(Supplied text begins)
The way to counter this and all class war assaults on the people is localism. The people bringing all the production back to their local communities where it belongs. Don't be afraid to kick some elite ass in the process.
Sioux Rose
RTDRURY: Expertly analyzed post. Right on.
Ross Perot warned us, the sucking sound you hear are jobs being sucked into Mexico. It was our fearless leader, Bill "Bubba" Clinton, who asked George H W Bush to help him pass Nafta.
G H W Bush was promoting Globalization, in a move to make us third world economy Slaves. We were doublecrossed big time by the Clintons, and the so called Progressives dare not mention it.
The Democratic Pary is no longer the party of the Working Classes, Obama has proved that along with Joe Liberman.
Some seven million good paying jobs gone to China and Mexico.
We are in a major depression and the Obamas don't dare mention the subject. We need full disclosure of the Clinton Income for the past ten years, so that the working classes will get a better idea of their leadership. Wake up America!!!
(Supplied text ends)
### [Instructions to follow]
Could you edit the comments on NAFTA and lost jobs, giving the part between "The way to counter" and "not mention it.", inclusive, with "Globalization" changed to "free trade"? The entries that follow have nothing to do with the text above.
(Source information begins)
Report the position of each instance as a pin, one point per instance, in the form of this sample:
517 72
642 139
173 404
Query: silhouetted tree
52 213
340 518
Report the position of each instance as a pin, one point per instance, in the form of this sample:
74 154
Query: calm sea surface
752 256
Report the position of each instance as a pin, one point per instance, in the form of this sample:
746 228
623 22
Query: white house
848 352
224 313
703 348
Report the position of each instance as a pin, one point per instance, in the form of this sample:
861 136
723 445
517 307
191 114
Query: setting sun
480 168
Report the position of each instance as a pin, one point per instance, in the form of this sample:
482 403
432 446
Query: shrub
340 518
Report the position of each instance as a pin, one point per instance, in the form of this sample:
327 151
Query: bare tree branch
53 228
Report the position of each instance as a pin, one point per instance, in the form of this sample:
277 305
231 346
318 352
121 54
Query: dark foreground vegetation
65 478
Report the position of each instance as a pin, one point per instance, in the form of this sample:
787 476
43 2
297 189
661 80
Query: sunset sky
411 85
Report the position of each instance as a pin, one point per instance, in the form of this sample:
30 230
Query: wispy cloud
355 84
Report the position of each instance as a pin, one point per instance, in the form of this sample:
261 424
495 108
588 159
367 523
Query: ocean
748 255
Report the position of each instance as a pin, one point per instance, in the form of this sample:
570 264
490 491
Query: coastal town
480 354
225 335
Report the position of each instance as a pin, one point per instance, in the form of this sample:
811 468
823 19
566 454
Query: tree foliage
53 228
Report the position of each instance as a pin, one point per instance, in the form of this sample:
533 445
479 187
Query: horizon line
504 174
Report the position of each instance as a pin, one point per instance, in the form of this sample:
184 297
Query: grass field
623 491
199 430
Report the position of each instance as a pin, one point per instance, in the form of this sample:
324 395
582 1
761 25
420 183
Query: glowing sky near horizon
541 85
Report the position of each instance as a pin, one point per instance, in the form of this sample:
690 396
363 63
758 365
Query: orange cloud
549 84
(Source information ends)
### [Exercise result]
The way to counter this and all class war assaults on the people is localism. The people bringing all the production back to their local communities where it belongs. Don't be afraid to kick some elite ass in the process.
Sioux Rose
RTDRURY: Expertly analyzed post. Right on.
Ross Perot warned us, the sucking sound you hear are jobs being sucked into Mexico. It was our fearless leader, Bill "Bubba" Clinton, who asked George H W Bush to help him pass Nafta.
G H W Bush was promoting free trade, in a move to make us third world economy Slaves. We were doublecrossed big time by the Clintons, and the so called Progressives dare not mention it.